» Opdracht
Zeg bij (a), (b) en (c) of de uitspraak klopt met het fragment over kerkgeschiedenis en kerkrecht. Antwoord telkens met ja of nee en citeer letterlijk de woorden uit het fragment die de doorslag geven.
(a) Omdat er voor elk van de drie opvattingen iets te zeggen valt, wordt een encyclopedische rangschikking gemakkelijker.
(b) Een specialist zal zich soms ook over de grenzen van de eigen faculteit heen met collega's moeten verstaan.
(c) Bij de relatie tussen kerkgeschiedenis en kerkrecht moet onder meer aan het apostolaat der gemeente van Christus worden gedacht.

» Gekozen fragment

====

Voor elk der drie genoemde opvattingen kunnen de nodige pionnen in het veld worden gebracht. Dat maakt een encyclopedische rangschikking er niet gemakkelijker op, maar men vergete niet, dat ook hier, zoals bij alle andere wetenschappen, geldt, dat ‘alles met alles samenhangt’ en dat een atomistische behandeling van vakwetenschappen uit het oog verliest, dat elke specialist zich herhaaldelijk met collega’s op verwante gebieden zal moeten verstaan, soms over de grenzen van de eigen faculteit heen.
|6|
Voor het ogenblik is het ons te doen om de nauwe relatie tussen de kerkgeschiedenis en het kerkrecht, waarbij moet worden gedacht aan het leven en werken, het belijden en het apostolaat der gemeente van Christus.

====

» Geselecteerd materiaal

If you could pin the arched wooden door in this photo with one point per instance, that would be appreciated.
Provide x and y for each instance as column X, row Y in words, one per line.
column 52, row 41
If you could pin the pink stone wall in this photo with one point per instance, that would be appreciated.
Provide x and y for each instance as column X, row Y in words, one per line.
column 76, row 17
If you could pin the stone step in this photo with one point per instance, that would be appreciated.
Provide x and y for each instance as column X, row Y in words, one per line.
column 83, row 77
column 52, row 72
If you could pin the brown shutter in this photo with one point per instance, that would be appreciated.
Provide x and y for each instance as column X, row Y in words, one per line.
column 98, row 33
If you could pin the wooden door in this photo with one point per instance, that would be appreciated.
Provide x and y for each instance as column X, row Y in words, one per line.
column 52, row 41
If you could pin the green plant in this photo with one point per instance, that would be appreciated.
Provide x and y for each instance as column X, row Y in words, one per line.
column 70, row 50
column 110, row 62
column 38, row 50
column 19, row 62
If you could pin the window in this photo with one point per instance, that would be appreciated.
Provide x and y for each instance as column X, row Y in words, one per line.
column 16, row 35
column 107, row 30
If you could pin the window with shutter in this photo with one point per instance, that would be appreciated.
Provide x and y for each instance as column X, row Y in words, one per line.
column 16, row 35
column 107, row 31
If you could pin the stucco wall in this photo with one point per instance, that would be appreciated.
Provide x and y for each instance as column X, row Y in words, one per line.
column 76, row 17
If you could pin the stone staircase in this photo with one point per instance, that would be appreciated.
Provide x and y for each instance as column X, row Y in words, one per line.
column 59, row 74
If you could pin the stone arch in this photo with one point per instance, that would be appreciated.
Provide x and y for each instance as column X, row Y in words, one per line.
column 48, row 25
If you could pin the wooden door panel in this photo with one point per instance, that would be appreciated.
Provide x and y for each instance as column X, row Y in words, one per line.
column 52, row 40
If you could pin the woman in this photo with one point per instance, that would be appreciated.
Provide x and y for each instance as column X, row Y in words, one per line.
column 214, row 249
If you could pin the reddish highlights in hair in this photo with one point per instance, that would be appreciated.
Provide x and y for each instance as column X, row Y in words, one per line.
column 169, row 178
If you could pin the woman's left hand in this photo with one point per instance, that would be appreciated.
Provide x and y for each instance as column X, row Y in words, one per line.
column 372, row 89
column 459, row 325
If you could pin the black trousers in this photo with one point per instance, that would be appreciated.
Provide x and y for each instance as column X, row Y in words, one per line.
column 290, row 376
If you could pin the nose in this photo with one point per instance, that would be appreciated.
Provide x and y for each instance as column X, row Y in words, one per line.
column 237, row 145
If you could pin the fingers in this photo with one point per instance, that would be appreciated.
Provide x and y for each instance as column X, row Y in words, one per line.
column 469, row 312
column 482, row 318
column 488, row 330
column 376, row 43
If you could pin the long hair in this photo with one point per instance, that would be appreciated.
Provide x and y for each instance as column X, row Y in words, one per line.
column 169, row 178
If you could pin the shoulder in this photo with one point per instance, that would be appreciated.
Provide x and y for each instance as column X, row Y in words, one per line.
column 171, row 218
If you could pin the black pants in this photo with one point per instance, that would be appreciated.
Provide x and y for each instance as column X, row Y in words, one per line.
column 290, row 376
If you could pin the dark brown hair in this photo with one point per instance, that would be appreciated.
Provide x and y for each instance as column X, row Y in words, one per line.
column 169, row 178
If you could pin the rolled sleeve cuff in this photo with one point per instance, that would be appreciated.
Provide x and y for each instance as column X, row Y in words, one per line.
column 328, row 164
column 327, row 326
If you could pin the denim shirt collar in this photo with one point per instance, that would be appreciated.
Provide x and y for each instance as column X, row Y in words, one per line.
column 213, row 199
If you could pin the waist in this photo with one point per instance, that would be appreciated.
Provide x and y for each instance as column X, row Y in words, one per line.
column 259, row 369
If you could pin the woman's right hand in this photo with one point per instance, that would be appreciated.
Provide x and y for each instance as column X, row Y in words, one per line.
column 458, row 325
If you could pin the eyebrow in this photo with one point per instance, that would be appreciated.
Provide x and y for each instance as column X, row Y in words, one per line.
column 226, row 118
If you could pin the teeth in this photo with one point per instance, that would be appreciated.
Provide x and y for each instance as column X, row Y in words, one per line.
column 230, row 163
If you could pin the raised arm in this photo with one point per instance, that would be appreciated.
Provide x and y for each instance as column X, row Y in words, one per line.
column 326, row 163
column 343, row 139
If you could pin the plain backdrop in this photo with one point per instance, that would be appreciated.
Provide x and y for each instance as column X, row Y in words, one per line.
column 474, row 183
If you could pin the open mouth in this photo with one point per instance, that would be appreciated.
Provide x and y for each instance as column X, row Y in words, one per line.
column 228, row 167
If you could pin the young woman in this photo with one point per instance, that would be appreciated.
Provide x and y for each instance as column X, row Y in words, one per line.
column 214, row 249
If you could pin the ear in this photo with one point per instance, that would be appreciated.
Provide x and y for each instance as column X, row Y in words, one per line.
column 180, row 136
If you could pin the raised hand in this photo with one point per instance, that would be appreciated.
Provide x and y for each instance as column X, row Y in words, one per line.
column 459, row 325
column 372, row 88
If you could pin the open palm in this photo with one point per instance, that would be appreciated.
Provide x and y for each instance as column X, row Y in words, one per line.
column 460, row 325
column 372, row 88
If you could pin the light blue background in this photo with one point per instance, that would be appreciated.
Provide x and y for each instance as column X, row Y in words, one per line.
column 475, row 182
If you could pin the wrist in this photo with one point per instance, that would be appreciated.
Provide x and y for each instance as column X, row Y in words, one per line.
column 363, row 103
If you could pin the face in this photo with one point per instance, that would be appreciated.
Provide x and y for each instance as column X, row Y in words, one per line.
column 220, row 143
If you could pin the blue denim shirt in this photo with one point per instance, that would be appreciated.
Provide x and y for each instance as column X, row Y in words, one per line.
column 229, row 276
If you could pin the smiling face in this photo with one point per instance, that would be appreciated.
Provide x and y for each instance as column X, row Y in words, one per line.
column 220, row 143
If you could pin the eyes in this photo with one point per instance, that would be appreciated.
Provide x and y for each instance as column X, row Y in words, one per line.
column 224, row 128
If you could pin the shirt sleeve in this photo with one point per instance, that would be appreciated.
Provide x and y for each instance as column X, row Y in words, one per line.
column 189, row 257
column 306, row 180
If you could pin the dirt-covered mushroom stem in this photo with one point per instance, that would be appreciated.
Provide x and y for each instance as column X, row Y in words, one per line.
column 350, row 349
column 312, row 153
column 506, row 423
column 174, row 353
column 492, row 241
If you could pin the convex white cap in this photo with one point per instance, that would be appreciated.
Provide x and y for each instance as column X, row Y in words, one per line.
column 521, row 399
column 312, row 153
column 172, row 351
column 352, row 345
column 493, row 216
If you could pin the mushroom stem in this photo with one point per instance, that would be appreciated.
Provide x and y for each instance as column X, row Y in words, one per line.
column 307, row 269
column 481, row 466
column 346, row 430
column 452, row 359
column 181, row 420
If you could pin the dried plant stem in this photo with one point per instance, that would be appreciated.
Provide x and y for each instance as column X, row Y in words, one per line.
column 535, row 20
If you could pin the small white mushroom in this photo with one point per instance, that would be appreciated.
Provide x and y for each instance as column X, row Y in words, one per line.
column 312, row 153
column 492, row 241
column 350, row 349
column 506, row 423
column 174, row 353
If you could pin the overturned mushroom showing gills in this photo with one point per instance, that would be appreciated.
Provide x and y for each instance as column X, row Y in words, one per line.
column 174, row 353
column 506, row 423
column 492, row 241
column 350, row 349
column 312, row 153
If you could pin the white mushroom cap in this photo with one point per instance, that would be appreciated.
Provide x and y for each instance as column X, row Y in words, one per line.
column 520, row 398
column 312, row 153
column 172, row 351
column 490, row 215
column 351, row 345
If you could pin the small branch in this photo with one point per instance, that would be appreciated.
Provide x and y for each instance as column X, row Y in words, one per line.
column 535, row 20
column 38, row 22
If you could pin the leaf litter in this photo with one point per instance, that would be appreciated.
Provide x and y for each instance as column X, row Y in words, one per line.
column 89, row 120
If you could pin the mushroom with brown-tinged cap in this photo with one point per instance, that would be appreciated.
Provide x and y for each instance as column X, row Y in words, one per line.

====

» Oplossing
(a) Nee: „Dat maakt een encyclopedische rangschikking er niet gemakkelijker op”
(b) Ja: „soms over de grenzen van de eigen faculteit heen”
(c) Ja: „het belijden en het apostolaat der gemeente van Christus”